Please show every line in the records below that contains the string "Target". Case counts.

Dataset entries
────

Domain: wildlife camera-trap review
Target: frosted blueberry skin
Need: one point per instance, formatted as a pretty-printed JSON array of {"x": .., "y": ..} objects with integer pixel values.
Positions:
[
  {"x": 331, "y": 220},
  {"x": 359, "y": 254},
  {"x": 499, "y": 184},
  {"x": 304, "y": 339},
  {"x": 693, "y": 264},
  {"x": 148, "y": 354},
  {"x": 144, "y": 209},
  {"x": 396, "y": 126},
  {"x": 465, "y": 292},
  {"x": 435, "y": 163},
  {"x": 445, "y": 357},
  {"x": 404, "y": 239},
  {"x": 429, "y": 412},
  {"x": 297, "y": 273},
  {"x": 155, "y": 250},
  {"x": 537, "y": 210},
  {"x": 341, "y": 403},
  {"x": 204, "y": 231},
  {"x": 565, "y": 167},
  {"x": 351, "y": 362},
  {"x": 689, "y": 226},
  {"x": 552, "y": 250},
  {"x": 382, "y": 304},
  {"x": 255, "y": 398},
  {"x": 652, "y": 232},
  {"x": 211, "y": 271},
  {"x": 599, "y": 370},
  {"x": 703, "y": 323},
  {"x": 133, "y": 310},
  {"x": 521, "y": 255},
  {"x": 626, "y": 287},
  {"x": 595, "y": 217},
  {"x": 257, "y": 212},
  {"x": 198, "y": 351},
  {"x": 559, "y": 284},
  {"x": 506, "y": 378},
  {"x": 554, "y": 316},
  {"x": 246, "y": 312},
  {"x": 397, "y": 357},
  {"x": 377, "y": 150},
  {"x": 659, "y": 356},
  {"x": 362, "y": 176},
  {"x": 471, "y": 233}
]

────

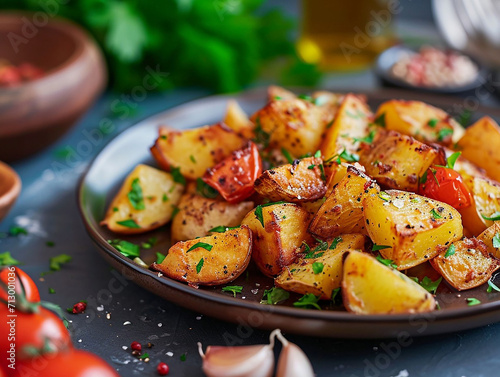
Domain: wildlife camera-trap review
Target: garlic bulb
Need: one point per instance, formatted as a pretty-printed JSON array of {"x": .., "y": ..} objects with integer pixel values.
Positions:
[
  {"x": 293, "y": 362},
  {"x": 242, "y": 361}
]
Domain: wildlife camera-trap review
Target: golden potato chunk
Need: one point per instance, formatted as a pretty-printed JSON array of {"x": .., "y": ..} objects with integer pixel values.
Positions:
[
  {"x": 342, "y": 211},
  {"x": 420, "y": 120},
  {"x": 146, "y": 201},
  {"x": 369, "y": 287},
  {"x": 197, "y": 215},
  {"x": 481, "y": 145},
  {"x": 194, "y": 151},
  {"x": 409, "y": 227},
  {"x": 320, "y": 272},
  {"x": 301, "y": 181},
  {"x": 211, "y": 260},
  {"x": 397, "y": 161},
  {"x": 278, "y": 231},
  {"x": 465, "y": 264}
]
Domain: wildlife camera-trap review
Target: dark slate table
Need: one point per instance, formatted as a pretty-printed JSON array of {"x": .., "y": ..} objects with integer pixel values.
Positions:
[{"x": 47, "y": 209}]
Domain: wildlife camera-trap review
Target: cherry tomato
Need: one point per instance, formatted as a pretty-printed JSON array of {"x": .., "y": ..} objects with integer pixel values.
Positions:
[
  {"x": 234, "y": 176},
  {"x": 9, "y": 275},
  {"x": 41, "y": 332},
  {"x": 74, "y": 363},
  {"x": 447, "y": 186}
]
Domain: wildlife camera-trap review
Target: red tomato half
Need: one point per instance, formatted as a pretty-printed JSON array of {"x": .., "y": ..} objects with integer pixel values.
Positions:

────

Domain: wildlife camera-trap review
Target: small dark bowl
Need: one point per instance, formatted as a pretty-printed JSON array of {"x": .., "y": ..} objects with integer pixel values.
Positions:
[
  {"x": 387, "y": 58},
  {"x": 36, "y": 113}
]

────

» **Final result**
Target: frosted blueberry skin
Target: garlic bulb
Target: golden potato chunk
Target: dark slate table
Target: cherry tomato
Target: red tomato half
Target: small dark bowl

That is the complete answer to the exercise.